*WORK REQUEST*: Up to and including the line with "the person in", reproduce the listing below exactly, beginning at its first line.

*LISTED ENTRIES*:

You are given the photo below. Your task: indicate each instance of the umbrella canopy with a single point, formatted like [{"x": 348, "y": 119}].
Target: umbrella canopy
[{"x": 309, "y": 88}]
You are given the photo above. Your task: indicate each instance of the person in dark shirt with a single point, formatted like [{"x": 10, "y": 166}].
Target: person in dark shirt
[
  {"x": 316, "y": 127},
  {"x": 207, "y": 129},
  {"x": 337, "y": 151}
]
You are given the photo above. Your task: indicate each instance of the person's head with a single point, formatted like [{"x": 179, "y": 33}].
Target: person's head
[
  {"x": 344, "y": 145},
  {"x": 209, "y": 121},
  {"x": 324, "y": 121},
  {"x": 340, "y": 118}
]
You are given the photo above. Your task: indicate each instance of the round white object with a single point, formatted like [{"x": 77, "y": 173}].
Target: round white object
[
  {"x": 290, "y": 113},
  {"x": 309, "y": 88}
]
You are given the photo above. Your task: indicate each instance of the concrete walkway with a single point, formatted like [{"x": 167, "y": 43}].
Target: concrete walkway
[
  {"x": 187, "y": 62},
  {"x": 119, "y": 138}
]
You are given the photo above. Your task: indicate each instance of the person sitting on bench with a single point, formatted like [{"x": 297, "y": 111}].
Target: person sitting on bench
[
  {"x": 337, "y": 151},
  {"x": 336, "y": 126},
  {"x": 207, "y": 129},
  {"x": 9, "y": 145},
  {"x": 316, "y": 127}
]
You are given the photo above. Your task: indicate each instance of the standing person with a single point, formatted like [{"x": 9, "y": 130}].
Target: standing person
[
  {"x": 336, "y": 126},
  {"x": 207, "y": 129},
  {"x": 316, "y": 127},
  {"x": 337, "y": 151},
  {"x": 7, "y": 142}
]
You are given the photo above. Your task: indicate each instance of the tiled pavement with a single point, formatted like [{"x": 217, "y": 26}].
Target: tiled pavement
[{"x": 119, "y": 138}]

*EXPECTED OUTPUT*:
You are given the photo below. Your task: indicate each instance of the umbrella canopy with a single point, formatted like [{"x": 348, "y": 119}].
Target: umbrella canopy
[{"x": 309, "y": 88}]
You are given the photo above. Your task: indicate each instance of the person in dark shirt with a single point, formatted like [{"x": 10, "y": 166}].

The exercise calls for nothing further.